What is being asked => Exactly as written, return the entries below, minus any pictures.

** Given records follows **

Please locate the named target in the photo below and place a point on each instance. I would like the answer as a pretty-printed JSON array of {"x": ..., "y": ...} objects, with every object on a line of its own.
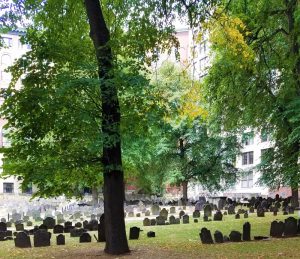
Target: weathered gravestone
[
  {"x": 19, "y": 227},
  {"x": 134, "y": 233},
  {"x": 160, "y": 220},
  {"x": 172, "y": 220},
  {"x": 218, "y": 237},
  {"x": 205, "y": 236},
  {"x": 185, "y": 219},
  {"x": 260, "y": 211},
  {"x": 207, "y": 210},
  {"x": 151, "y": 234},
  {"x": 76, "y": 232},
  {"x": 246, "y": 231},
  {"x": 164, "y": 213},
  {"x": 22, "y": 240},
  {"x": 41, "y": 238},
  {"x": 196, "y": 214},
  {"x": 155, "y": 209},
  {"x": 290, "y": 227},
  {"x": 146, "y": 222},
  {"x": 49, "y": 222},
  {"x": 235, "y": 236},
  {"x": 172, "y": 210},
  {"x": 101, "y": 229},
  {"x": 85, "y": 238},
  {"x": 218, "y": 216},
  {"x": 3, "y": 226},
  {"x": 60, "y": 240},
  {"x": 277, "y": 229},
  {"x": 231, "y": 209},
  {"x": 58, "y": 229}
]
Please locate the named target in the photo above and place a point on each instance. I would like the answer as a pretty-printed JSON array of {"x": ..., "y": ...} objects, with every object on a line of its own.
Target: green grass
[{"x": 175, "y": 241}]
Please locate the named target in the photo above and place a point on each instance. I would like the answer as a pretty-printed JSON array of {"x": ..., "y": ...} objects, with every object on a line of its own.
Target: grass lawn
[{"x": 174, "y": 241}]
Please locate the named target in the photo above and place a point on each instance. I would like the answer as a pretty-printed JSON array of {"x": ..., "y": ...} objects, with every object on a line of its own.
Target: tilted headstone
[
  {"x": 58, "y": 229},
  {"x": 246, "y": 231},
  {"x": 277, "y": 229},
  {"x": 185, "y": 219},
  {"x": 41, "y": 238},
  {"x": 218, "y": 237},
  {"x": 134, "y": 233},
  {"x": 196, "y": 214},
  {"x": 49, "y": 222},
  {"x": 85, "y": 238},
  {"x": 218, "y": 216},
  {"x": 22, "y": 240},
  {"x": 146, "y": 222},
  {"x": 172, "y": 220},
  {"x": 205, "y": 236},
  {"x": 164, "y": 213},
  {"x": 235, "y": 236},
  {"x": 60, "y": 240},
  {"x": 290, "y": 227}
]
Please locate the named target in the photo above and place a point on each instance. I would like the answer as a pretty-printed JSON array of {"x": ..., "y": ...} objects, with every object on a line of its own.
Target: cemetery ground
[{"x": 175, "y": 241}]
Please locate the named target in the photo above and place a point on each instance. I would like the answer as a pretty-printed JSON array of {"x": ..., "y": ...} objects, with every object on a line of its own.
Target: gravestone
[
  {"x": 146, "y": 222},
  {"x": 58, "y": 229},
  {"x": 207, "y": 210},
  {"x": 290, "y": 227},
  {"x": 196, "y": 214},
  {"x": 231, "y": 209},
  {"x": 151, "y": 234},
  {"x": 49, "y": 222},
  {"x": 153, "y": 222},
  {"x": 160, "y": 221},
  {"x": 205, "y": 236},
  {"x": 235, "y": 236},
  {"x": 172, "y": 220},
  {"x": 277, "y": 229},
  {"x": 246, "y": 231},
  {"x": 3, "y": 226},
  {"x": 185, "y": 219},
  {"x": 218, "y": 216},
  {"x": 41, "y": 238},
  {"x": 101, "y": 229},
  {"x": 260, "y": 211},
  {"x": 134, "y": 233},
  {"x": 155, "y": 209},
  {"x": 76, "y": 232},
  {"x": 181, "y": 213},
  {"x": 85, "y": 238},
  {"x": 164, "y": 213},
  {"x": 218, "y": 237},
  {"x": 19, "y": 227},
  {"x": 172, "y": 210},
  {"x": 22, "y": 240},
  {"x": 60, "y": 240}
]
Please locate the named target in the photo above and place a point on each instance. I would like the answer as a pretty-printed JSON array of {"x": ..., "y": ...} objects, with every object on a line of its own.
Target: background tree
[{"x": 254, "y": 79}]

** End of Given records **

Response box =>
Please locate the named target in the photo below and place a point on each instance. I would like the answer as a pretty-printed JSON array of {"x": ..., "y": ...} objects, with every object on a line of its own.
Target: weathered gravestone
[
  {"x": 19, "y": 227},
  {"x": 134, "y": 233},
  {"x": 160, "y": 220},
  {"x": 172, "y": 220},
  {"x": 218, "y": 237},
  {"x": 205, "y": 236},
  {"x": 185, "y": 219},
  {"x": 260, "y": 211},
  {"x": 207, "y": 210},
  {"x": 151, "y": 234},
  {"x": 76, "y": 232},
  {"x": 246, "y": 231},
  {"x": 164, "y": 213},
  {"x": 22, "y": 240},
  {"x": 41, "y": 238},
  {"x": 196, "y": 214},
  {"x": 155, "y": 209},
  {"x": 290, "y": 227},
  {"x": 146, "y": 222},
  {"x": 49, "y": 222},
  {"x": 235, "y": 236},
  {"x": 172, "y": 210},
  {"x": 101, "y": 229},
  {"x": 85, "y": 238},
  {"x": 218, "y": 216},
  {"x": 3, "y": 226},
  {"x": 60, "y": 240},
  {"x": 277, "y": 229},
  {"x": 231, "y": 209},
  {"x": 58, "y": 229}
]
Please locate the named target in the photo above and place a point on each instance. I would like the answer as a pretty-printed JSON array of {"x": ..., "y": ...} objects, with every object on a line of its own.
Target: green grass
[{"x": 175, "y": 241}]
Please locate the named target in the photo above and place a point on each instance. I would like the answer as a pretty-printed JSON array of {"x": ..., "y": ...} objects, with every object on a line of its own.
Target: grass lawn
[{"x": 174, "y": 241}]
Please locate the named target in the photo above and place a point on each instance. I would like the answer as a pretty-printed JSON array of {"x": ..., "y": ...} objects, with every object on a line of its own.
Target: tilted headstone
[
  {"x": 58, "y": 229},
  {"x": 246, "y": 231},
  {"x": 277, "y": 229},
  {"x": 185, "y": 219},
  {"x": 41, "y": 238},
  {"x": 218, "y": 237},
  {"x": 134, "y": 233},
  {"x": 196, "y": 214},
  {"x": 49, "y": 222},
  {"x": 85, "y": 238},
  {"x": 218, "y": 216},
  {"x": 22, "y": 240},
  {"x": 146, "y": 222},
  {"x": 172, "y": 220},
  {"x": 205, "y": 236},
  {"x": 164, "y": 213},
  {"x": 235, "y": 236},
  {"x": 60, "y": 240},
  {"x": 290, "y": 227}
]
Please locate the named target in the photo above and place a point on each instance. I would like the answer as a pretty-printed JSON array of {"x": ..., "y": ...} objects, with every object on a line of its own.
Target: cemetery ground
[{"x": 175, "y": 241}]
Please locate the named target in the photo above and place a point on each instance. I would like the answer as a pretty-printed JSON array of {"x": ..., "y": ...} objects, with every object on a line of its own.
Target: gravestone
[
  {"x": 146, "y": 222},
  {"x": 58, "y": 229},
  {"x": 207, "y": 210},
  {"x": 290, "y": 227},
  {"x": 196, "y": 214},
  {"x": 231, "y": 209},
  {"x": 151, "y": 234},
  {"x": 49, "y": 222},
  {"x": 153, "y": 222},
  {"x": 160, "y": 221},
  {"x": 205, "y": 236},
  {"x": 235, "y": 236},
  {"x": 172, "y": 220},
  {"x": 277, "y": 229},
  {"x": 246, "y": 231},
  {"x": 3, "y": 226},
  {"x": 185, "y": 219},
  {"x": 218, "y": 216},
  {"x": 41, "y": 238},
  {"x": 101, "y": 229},
  {"x": 260, "y": 211},
  {"x": 134, "y": 233},
  {"x": 155, "y": 209},
  {"x": 76, "y": 232},
  {"x": 181, "y": 213},
  {"x": 85, "y": 238},
  {"x": 164, "y": 213},
  {"x": 218, "y": 237},
  {"x": 19, "y": 227},
  {"x": 172, "y": 210},
  {"x": 22, "y": 240},
  {"x": 60, "y": 240}
]
Please locate the named target in the photo above and place a point on each instance. I would like the answer as a pretty-printed JSON array of {"x": ..., "y": ...} objects, with every object on a line of its own.
Target: background tree
[{"x": 254, "y": 79}]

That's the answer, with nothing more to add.